───── Texto facilitado
Ya dije hace quince días en este mismo rincón que iba a celebrarse un interesante simposio titulado Arte y paisaje en el espacio Morán de Casas del Castañar.
Aunque no con la asiduidad que hubiera querido, pude acudir a alguna sesión. No quiero parecer exagerado, pero hubiera bastado con una para justificar el encuentro. Me refiero a la conferencia “Geografía de las soledades y el retiro” que pronunció, bajo la cúpula del EMAC, Fernando Rodríguez de la Flor.
La noche no estaba para viajes, por cortos que fueran; no obstante, con la compañía de la bendita lluvia, salimos hacia el Valle con la esperanza puesta en el sugerente asunto que anunciaba la intervención del profesor de la Universidad de Salamanca, uno de nuestros más conspicuos ensayistas.
Antes, al pasar por el pantano, pudimos ver la instalación de Óscar Lloveras, una vela multicolor que emergía de las aguas negras. Del fondo de un fantasmal barco varado.
A partir de las nociones de espacio liso y estriado, acuñadas por los filósofos Deleuze y Guattari, Rodríguez de la Flor trazó un apasionante discurso que nos llevó a quienes le escuchábamos, siquiera fuera mentalmente, a algunos enclaves de la desposesión y la distancia.
──────────
Qué hacer:
A: Según la crónica del simposio Arte y paisaje, ¿quién pronunció la conferencia «Geografía de las soledades y el retiro»?
B: Prosigue la crónica del simposio Arte y paisaje a partir de su última oración.
───── Registros proporcionados
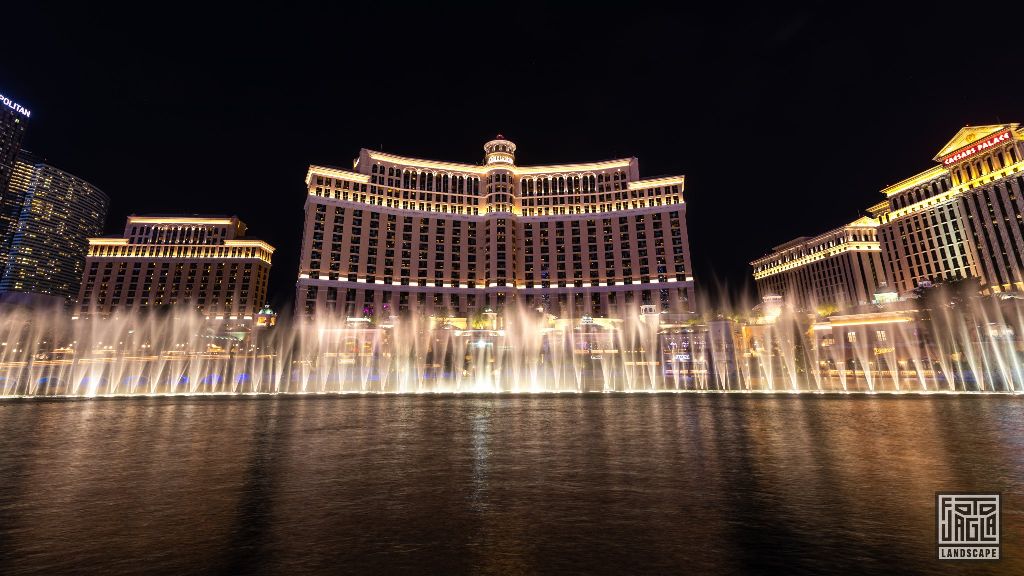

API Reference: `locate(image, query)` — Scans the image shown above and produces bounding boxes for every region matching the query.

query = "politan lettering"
──────────
───── Registros proporcionados
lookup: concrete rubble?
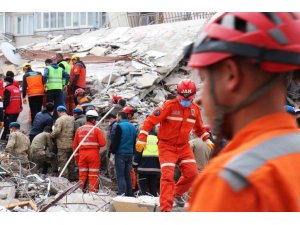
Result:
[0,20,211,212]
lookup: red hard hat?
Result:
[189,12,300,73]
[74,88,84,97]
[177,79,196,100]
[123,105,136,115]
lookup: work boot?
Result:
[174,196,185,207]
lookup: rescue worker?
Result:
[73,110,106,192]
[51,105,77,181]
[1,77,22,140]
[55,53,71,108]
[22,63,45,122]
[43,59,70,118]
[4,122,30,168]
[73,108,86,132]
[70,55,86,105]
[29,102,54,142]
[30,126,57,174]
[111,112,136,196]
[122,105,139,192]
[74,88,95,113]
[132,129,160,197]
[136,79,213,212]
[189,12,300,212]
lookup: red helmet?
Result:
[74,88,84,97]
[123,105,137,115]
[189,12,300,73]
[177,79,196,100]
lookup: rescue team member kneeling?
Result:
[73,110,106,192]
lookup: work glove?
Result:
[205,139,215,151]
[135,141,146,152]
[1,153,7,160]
──────────
Resultados:
A: Fernando Rodríguez de la Flor, profesor de la Universidad de Salamanca.

B:
A pesar de que nuestro mundo ha perdido, salvo por los desiertos y el mar, los territorios lisos, Extremadura ha conservado sitios donde las experiencias de la huida, la soledad y el retiro se han hecho, a lo largo del tiempo, posible.
Conviene recordar que por nuestra particular periferia los tres últimos siglos pasaron de puntillas, cuando pasaron.
Nuestra excentricidad, algo más que pura geografía, unida a la escasez, el atraso, la privación y la pobreza, así como la condición eminentemente rural de la región, nos han acercado sin remedio a esa lisura.
No es extraño que los extremeños, siendo éste un lugar de abandono y de carencias, se hayan distinguido por poseer características muy ligadas a esos espacios: la paciencia, la contención, la sobriedad, el estoicismo e incluso el ascetismo.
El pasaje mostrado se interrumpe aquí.